▽

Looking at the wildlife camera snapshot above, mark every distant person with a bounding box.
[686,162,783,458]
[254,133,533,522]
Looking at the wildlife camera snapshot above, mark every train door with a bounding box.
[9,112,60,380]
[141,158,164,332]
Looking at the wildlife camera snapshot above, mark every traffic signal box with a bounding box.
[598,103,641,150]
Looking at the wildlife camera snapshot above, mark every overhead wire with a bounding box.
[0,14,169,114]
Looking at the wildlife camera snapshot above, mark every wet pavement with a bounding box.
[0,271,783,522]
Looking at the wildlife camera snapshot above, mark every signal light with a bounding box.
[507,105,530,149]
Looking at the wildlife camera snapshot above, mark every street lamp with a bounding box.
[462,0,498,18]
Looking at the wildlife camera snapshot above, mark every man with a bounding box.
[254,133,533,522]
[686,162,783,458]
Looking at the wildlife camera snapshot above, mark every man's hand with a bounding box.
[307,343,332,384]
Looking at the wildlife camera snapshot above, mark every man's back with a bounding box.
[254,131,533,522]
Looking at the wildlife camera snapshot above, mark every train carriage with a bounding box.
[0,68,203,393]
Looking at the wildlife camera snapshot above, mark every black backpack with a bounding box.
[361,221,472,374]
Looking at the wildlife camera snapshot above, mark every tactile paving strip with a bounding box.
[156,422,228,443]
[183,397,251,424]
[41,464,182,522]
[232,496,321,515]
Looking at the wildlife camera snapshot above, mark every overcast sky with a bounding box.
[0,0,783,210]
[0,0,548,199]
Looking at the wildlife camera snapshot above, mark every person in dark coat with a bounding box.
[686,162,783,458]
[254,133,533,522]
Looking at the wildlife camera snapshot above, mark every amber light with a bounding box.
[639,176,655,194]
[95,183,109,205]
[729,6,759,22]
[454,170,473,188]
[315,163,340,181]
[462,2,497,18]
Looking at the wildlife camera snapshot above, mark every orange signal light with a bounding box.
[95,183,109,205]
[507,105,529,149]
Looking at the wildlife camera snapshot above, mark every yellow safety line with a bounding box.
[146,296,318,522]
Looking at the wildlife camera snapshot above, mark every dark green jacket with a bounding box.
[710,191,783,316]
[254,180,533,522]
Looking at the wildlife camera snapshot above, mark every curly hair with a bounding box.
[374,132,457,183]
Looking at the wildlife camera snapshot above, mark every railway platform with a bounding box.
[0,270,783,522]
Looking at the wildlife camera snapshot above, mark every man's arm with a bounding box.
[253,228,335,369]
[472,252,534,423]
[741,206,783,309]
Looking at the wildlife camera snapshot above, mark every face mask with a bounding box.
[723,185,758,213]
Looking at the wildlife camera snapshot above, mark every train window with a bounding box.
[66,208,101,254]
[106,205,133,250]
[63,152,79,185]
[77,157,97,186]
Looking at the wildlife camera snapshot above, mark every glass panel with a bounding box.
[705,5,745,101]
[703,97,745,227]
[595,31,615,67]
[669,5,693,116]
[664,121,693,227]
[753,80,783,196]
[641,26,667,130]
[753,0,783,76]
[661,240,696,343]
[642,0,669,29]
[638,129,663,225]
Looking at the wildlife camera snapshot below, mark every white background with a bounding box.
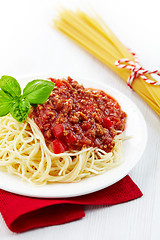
[0,0,160,240]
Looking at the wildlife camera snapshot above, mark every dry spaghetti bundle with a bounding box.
[55,9,160,116]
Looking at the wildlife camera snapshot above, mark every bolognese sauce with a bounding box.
[31,77,127,154]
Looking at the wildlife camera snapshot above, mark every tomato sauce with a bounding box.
[31,77,127,153]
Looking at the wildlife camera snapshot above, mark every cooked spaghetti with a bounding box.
[0,115,122,185]
[0,77,126,185]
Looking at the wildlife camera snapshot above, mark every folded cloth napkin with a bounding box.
[0,176,142,233]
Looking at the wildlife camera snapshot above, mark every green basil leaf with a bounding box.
[10,99,31,122]
[0,75,21,98]
[23,79,55,104]
[0,102,12,117]
[0,90,13,117]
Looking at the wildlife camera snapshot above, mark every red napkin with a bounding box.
[0,176,142,233]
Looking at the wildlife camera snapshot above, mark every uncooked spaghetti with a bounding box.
[55,9,160,116]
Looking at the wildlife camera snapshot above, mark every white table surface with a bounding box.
[0,0,160,240]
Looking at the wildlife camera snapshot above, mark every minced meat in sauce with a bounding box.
[31,77,127,153]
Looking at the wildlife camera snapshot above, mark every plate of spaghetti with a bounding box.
[0,76,147,198]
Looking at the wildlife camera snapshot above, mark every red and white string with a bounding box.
[115,52,160,88]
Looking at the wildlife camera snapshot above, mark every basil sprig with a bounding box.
[0,75,54,122]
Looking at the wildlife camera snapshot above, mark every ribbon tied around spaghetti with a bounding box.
[115,52,160,88]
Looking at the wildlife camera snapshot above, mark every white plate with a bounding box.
[0,76,147,198]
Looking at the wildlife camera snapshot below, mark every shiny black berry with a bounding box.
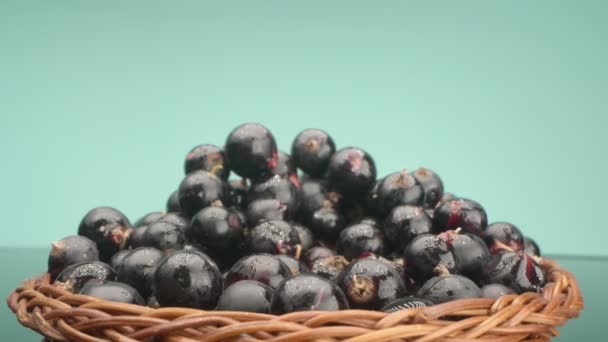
[224,123,278,179]
[246,175,298,216]
[291,128,336,177]
[337,258,406,310]
[184,144,230,180]
[178,171,225,217]
[271,274,349,315]
[187,207,245,253]
[383,205,433,252]
[481,284,515,299]
[484,252,546,293]
[78,207,131,262]
[79,280,146,305]
[483,222,524,253]
[245,199,291,227]
[224,253,292,288]
[247,220,302,257]
[417,274,481,304]
[433,198,488,236]
[55,261,116,293]
[336,223,385,260]
[217,280,274,313]
[142,221,185,252]
[377,170,423,216]
[412,167,443,208]
[154,250,222,310]
[48,235,99,281]
[328,147,376,195]
[116,247,165,298]
[403,234,459,280]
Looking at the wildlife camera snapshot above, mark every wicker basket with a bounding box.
[7,259,583,342]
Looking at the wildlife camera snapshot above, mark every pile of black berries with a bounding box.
[48,123,546,314]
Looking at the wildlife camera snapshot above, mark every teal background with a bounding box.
[0,0,608,341]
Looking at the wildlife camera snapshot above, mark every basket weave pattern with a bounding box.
[7,259,583,342]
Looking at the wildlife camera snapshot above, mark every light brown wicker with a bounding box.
[7,259,583,342]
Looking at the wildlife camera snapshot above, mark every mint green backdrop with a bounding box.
[0,0,608,254]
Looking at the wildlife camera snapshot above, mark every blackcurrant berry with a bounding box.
[48,235,99,281]
[217,280,274,313]
[271,274,349,315]
[291,128,336,177]
[224,123,278,179]
[184,144,230,180]
[154,250,222,310]
[328,147,376,195]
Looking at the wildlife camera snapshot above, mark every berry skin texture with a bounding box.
[140,221,185,252]
[247,220,301,257]
[376,170,423,216]
[48,235,99,281]
[484,222,524,254]
[178,171,225,217]
[247,175,298,216]
[224,123,278,180]
[412,167,443,208]
[383,205,433,253]
[328,147,376,195]
[184,144,230,180]
[484,252,546,294]
[417,274,481,304]
[403,234,459,280]
[433,198,488,236]
[80,280,146,305]
[117,247,165,298]
[154,250,222,310]
[78,207,131,262]
[291,128,336,177]
[55,261,116,293]
[481,284,515,299]
[271,274,349,315]
[336,223,385,260]
[187,207,244,252]
[217,280,274,313]
[337,258,406,310]
[224,253,292,288]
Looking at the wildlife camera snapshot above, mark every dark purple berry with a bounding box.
[217,280,274,313]
[384,205,433,252]
[291,128,336,177]
[433,198,488,236]
[417,274,481,304]
[117,247,165,298]
[79,280,146,305]
[484,222,524,254]
[55,261,116,293]
[78,207,132,262]
[224,254,292,288]
[184,144,230,180]
[328,147,376,195]
[247,220,302,257]
[412,167,443,208]
[337,258,406,310]
[481,284,515,299]
[154,250,222,310]
[48,235,99,281]
[178,170,225,217]
[377,170,423,216]
[336,223,385,260]
[224,123,278,179]
[271,274,349,315]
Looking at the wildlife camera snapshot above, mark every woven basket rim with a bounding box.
[7,258,584,342]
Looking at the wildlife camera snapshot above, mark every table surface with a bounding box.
[0,247,608,342]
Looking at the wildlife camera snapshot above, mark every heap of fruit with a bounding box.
[48,123,545,314]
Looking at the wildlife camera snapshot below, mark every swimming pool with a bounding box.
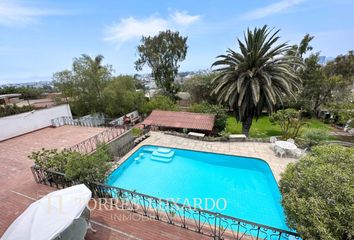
[106,146,289,230]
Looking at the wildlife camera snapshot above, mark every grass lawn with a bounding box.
[225,116,332,138]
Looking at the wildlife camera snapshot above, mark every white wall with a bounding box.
[0,104,72,141]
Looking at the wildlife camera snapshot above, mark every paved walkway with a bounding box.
[0,126,105,236]
[121,132,296,181]
[0,126,208,240]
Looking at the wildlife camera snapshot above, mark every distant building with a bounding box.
[0,93,21,105]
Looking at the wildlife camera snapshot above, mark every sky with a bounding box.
[0,0,354,85]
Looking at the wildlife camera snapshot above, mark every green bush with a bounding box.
[0,105,35,117]
[302,128,329,147]
[280,145,354,240]
[132,128,143,137]
[269,108,306,139]
[139,95,178,114]
[188,103,228,132]
[29,145,111,182]
[65,147,111,182]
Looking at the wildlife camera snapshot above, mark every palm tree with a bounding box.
[212,25,302,136]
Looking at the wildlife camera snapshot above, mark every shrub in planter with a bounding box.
[279,145,354,240]
[132,128,143,137]
[29,145,112,182]
[65,147,111,182]
[302,129,329,147]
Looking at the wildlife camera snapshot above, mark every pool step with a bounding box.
[152,150,175,158]
[150,156,172,163]
[150,147,175,162]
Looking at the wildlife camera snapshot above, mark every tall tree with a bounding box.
[53,54,112,115]
[103,75,146,117]
[135,30,188,96]
[299,53,354,117]
[288,34,315,59]
[212,25,301,136]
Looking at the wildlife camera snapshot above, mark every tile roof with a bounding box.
[142,110,215,131]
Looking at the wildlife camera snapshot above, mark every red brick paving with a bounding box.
[0,126,212,240]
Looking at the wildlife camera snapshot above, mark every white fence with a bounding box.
[109,111,140,125]
[0,104,72,141]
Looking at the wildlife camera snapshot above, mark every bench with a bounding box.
[188,132,205,139]
[229,134,247,142]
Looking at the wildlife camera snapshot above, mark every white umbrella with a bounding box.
[1,184,91,240]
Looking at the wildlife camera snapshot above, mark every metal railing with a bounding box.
[51,116,115,127]
[31,166,300,240]
[69,126,128,154]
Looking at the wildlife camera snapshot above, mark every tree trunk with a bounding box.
[242,116,253,137]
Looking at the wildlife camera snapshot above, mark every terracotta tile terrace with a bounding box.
[0,126,208,240]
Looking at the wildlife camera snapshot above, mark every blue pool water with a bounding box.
[106,146,289,230]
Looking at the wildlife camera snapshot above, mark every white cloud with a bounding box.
[105,17,169,42]
[0,0,71,26]
[104,11,200,44]
[170,11,200,25]
[242,0,305,20]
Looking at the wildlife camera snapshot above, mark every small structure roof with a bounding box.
[142,110,215,131]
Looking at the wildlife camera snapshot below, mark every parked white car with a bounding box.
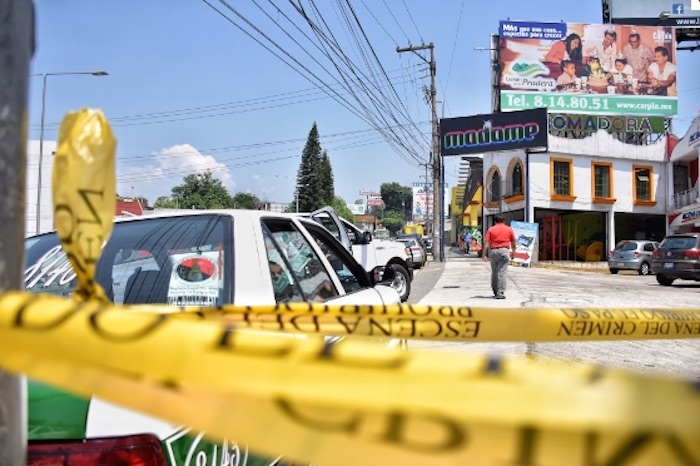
[24,210,400,466]
[299,207,414,301]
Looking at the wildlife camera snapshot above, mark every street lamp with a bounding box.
[32,71,109,235]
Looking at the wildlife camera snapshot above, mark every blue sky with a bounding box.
[29,0,700,203]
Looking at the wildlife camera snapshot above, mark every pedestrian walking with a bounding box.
[481,214,515,299]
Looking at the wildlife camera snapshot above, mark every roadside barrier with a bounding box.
[0,107,700,466]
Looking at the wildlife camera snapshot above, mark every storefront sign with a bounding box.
[549,113,666,135]
[498,21,678,116]
[510,220,539,265]
[440,108,547,156]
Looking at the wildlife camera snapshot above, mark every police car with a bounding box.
[24,210,400,466]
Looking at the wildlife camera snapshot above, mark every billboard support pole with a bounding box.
[396,43,444,262]
[0,0,34,466]
[490,34,501,113]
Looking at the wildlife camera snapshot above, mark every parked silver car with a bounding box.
[608,239,659,275]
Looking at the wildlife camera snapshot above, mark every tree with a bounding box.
[379,182,413,221]
[133,196,148,209]
[171,171,231,209]
[153,196,179,209]
[297,122,327,212]
[231,193,262,209]
[329,196,355,223]
[382,210,406,235]
[318,150,336,205]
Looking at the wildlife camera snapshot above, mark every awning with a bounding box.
[668,205,700,230]
[671,116,700,162]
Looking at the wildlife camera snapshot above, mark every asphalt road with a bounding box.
[408,250,700,382]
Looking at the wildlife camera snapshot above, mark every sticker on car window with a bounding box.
[168,251,222,306]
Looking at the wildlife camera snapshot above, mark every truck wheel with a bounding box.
[389,264,411,303]
[639,262,651,275]
[656,275,675,286]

△

(WHAT YOU WILL DO): Copy out the records above, beginning with the line containing "Looking at the wildlife camera snapshot above, mark every tile" and ending with the line containing "[242,0,305,20]", including both of those lines.

(TASK RESPONSE):
Looking at the wildlife camera snapshot above, mark every tile roof with a bounding box.
[142,110,215,131]
Looking at the wildlife camera snapshot above, mark every red brick paving with a bounding box.
[0,126,212,240]
Looking at the wildlife camera snapshot above, mark every white fence with a bounding box.
[109,111,140,125]
[0,104,72,141]
Looking at the wildlife camera snapshot above, mark every bench with a bounding box.
[188,132,205,139]
[229,134,247,142]
Looking at the wildlife camera snapshot above, mark every white umbrella with a bounding box.
[1,184,91,240]
Looking at the wildlife camera snapshot above, mark every metal railing with a bounding box.
[51,116,115,127]
[31,166,300,240]
[69,126,128,154]
Looking at the wildlife camera snapshot above, mark every tree trunk with a bounding box.
[242,116,253,137]
Looking at the wildlife camera snapshot above, mark every terracotta tile terrace with a bounding box.
[0,126,208,240]
Looking at the wildlife camera snapshot above, mark every blue pool water with a bounding box.
[106,146,289,230]
Looking at the wildlife camera snapshot above, mark every white cloud with a bounding box.
[105,17,169,42]
[0,0,71,26]
[104,11,200,44]
[170,11,200,25]
[242,0,305,20]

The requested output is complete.